## CHALLENGE 1
Reproduce the blog post below about failure as fertilizer word for word, from start to finish.

## SELECTED EXTRACT

☆ ☆ ☆ ☆

Sunday, July 8, 2012

Is your training manure???

Fertilizer can play an important role in replenishing soil of depleted nutrients. Organic fertilizers (like chicken manure) have been known to improve soil life and the productivity of soil, even improving plants absorption of essential nutrients. Fertilizer can be very important to a plant’s overall success and growth. Similarly, our own failure can be used as fertilizer. Failure plays just as important a role in our own development as fertilizer plays a crucial role in a plant’s developement. Failure is essential to one’s growth and ultimately, success in anything they pursue. This, of course, is only true of those who take failure for what it is, an opportunity to flourish. Winners focus on the rewards, Losers focus on the penalties.  How do you view a perceived failure? Negatively, like a penalty given for playing the game of chance, or with optimism?

☆ ☆ ☆ ☆

## Some records

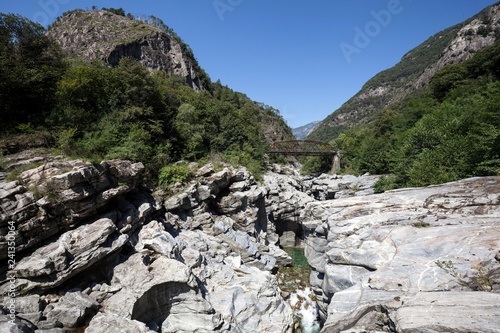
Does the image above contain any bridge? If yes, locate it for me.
[269,140,340,172]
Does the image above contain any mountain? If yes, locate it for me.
[47,10,209,90]
[292,121,320,140]
[307,3,500,141]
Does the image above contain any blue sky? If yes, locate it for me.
[0,0,497,127]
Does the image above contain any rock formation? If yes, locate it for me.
[0,152,500,333]
[0,152,293,332]
[47,10,203,90]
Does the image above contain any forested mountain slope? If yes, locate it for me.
[0,9,293,185]
[308,3,500,141]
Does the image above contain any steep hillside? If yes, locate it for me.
[47,10,209,90]
[308,3,500,141]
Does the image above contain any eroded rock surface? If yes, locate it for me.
[0,157,293,333]
[303,177,500,332]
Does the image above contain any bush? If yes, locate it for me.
[158,164,191,187]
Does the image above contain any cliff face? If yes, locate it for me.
[47,10,203,90]
[308,4,500,141]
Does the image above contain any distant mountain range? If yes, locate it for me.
[292,121,320,140]
[308,2,500,142]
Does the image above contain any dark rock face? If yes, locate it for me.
[0,153,293,333]
[47,10,203,90]
[303,177,500,332]
[308,4,500,141]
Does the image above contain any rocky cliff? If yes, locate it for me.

☆ ☆ ☆ ☆

## CHALLENGE 2
Gather every line in the records above that contains the word "image" and list those lines.

## TASK SOLUTION 1
Sunday, July 8, 2012

Is your training manure???

Fertilizer can play an important role in replenishing soil of depleted nutrients. Organic fertilizers (like chicken manure) have been known to improve soil life and the productivity of soil, even improving plants absorption of essential nutrients. Fertilizer can be very important to a plant’s overall success and growth. Similarly, our own failure can be used as fertilizer. Failure plays just as important a role in our own development as fertilizer plays a crucial role in a plant’s developement. Failure is essential to one’s growth and ultimately, success in anything they pursue. This, of course, is only true of those who take failure for what it is, an opportunity to flourish. Winners focus on the rewards, Losers focus on the penalties.  How do you view a perceived failure? Negatively, like a penalty given for playing the game of chance, or with optimism?

## TASK SOLUTION 2
Does the image above contain any bridge? If yes, locate it for me.
Does the image above contain any mountain? If yes, locate it for me.
Does the image above contain any blue sky? If yes, locate it for me.
Does the image above contain any rock formation? If yes, locate it for me.
Does the image above contain any forested mountain slope? If yes, locate it for me.
Does the image above contain any steep hillside? If yes, locate it for me.
Does the image above contain any eroded rock surface? If yes, locate it for me.
Does the image above contain any bush? If yes, locate it for me.
Does the image above contain any cliff face? If yes, locate it for me.
Does the image above contain any distant mountain range? If yes, locate it for me.
Does the image above contain any dark rock face? If yes, locate it for me.
Does the image above contain any rocky cliff? If yes, locate it for me.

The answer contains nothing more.